Please reproduce the stretch from the start of the records through the line containing "[20,77,470,312]", both ends included, requests and all. Scale every bounding box coordinate in the answers by 0.65, rounding each to a whole number with halves going up.

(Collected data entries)
** start **
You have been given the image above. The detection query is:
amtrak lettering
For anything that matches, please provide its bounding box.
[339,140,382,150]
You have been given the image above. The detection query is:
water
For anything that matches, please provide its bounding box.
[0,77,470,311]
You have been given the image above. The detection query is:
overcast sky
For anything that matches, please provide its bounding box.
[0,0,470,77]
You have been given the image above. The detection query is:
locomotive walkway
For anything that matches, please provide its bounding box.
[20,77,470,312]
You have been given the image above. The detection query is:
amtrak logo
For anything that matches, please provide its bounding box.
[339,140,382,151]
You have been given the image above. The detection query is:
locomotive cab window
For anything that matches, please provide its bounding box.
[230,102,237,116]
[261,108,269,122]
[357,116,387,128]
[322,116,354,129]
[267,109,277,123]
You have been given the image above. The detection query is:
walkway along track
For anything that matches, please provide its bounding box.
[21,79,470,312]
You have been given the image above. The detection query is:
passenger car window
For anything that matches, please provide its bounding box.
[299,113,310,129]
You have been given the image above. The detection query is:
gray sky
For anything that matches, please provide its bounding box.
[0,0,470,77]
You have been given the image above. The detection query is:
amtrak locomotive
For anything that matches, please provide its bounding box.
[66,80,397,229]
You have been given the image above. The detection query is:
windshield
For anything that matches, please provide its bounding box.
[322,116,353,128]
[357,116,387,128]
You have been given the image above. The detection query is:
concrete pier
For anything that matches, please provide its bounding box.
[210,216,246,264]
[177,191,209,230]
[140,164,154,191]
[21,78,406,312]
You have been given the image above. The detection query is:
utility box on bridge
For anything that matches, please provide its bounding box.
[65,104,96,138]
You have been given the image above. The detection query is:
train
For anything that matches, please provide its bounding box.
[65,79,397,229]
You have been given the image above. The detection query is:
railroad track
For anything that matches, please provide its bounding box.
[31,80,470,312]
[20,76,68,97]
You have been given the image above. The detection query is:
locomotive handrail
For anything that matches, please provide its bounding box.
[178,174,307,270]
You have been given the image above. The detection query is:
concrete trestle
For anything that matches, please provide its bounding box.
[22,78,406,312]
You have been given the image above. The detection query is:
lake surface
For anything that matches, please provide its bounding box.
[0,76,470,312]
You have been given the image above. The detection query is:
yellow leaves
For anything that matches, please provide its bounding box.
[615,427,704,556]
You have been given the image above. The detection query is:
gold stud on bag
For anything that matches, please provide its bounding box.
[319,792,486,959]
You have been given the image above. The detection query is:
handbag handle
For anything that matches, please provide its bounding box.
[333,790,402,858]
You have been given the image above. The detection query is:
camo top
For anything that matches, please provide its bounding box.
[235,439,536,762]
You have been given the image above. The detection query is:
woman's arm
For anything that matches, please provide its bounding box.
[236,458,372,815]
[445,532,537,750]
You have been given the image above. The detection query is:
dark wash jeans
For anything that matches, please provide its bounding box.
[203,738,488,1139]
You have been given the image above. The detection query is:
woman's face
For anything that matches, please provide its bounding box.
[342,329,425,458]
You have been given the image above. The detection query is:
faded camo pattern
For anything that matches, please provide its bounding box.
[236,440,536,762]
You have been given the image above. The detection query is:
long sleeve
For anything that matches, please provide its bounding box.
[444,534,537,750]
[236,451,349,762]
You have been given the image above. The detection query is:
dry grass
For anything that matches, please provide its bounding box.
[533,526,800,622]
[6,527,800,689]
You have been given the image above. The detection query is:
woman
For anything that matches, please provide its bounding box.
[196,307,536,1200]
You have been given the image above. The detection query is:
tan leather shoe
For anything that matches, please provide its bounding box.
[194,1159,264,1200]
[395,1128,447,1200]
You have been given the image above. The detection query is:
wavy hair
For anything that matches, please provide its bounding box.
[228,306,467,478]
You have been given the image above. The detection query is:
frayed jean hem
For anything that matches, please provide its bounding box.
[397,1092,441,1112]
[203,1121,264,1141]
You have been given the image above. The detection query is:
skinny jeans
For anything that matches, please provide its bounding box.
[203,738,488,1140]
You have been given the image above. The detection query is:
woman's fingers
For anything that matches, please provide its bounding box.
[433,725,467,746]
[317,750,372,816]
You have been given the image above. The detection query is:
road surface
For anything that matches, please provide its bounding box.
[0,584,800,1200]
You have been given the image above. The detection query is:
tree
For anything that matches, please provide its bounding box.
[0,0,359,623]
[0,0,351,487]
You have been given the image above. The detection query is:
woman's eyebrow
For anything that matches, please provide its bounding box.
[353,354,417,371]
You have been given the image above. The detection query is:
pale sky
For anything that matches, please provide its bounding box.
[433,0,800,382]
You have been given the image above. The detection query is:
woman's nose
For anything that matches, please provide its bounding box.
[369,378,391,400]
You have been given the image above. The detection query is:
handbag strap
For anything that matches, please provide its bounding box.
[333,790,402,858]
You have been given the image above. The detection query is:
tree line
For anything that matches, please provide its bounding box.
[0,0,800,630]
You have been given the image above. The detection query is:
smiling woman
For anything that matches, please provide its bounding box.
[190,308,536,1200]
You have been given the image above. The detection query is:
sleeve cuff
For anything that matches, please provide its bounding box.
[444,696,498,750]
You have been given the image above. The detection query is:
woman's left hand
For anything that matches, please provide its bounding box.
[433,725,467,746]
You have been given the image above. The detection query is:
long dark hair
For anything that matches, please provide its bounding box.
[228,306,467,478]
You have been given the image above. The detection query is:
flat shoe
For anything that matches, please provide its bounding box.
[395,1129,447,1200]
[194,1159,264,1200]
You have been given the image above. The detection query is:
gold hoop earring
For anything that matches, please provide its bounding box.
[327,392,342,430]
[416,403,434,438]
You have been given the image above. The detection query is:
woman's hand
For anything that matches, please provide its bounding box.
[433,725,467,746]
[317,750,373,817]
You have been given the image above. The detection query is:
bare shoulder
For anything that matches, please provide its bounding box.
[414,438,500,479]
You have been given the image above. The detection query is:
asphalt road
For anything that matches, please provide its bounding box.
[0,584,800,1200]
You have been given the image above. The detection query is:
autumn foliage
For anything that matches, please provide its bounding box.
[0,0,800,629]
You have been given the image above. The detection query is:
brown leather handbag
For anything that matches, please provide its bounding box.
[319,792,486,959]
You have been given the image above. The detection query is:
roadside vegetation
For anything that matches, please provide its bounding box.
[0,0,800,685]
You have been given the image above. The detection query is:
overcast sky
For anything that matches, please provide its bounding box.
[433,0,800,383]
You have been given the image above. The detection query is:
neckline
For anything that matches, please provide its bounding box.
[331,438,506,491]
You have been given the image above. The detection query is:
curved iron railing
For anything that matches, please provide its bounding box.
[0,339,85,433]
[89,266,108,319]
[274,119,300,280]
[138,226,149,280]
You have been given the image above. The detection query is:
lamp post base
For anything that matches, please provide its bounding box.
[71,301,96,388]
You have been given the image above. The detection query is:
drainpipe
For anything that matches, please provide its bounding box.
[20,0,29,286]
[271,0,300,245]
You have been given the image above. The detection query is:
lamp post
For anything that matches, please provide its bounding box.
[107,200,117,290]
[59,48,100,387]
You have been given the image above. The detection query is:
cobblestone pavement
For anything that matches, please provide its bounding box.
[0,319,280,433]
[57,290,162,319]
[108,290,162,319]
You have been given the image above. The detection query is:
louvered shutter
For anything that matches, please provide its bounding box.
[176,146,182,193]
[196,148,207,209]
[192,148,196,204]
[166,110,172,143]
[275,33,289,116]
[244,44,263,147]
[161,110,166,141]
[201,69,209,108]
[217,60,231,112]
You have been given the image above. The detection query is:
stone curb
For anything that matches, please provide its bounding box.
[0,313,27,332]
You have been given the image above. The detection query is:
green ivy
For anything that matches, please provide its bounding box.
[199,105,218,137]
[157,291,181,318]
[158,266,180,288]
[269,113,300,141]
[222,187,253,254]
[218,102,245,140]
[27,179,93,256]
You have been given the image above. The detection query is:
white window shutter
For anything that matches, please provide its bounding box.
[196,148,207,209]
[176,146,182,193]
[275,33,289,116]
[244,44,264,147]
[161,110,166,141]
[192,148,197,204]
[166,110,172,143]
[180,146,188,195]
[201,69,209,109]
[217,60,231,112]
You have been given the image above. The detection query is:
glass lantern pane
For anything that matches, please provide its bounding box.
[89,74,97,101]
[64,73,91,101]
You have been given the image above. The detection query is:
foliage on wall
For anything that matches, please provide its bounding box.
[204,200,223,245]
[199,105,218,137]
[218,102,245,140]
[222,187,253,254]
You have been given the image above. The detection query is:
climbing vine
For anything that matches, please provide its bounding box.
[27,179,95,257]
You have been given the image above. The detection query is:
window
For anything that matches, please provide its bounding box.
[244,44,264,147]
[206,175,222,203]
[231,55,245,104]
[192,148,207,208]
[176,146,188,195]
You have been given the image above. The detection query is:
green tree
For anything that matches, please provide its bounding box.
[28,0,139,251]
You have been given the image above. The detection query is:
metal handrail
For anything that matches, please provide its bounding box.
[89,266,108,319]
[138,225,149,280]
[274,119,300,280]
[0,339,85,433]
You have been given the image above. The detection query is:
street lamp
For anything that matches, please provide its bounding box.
** end **
Answer in full:
You have been given the image above. The detection query is:
amtrak lettering
For anything that matches, please provide its bounding box.
[220,91,248,98]
You have been given the image above. The detection query is:
water
For anything that matches, please provide its bounding box.
[0,50,306,202]
You have been given the image above. The detection query is:
overcast sky
For anything that matches, please provide its bounding box.
[0,0,306,50]
You have been given the image above. The detection query is:
locomotive walkway
For anything that matches, please provide its bounding box.
[13,50,306,203]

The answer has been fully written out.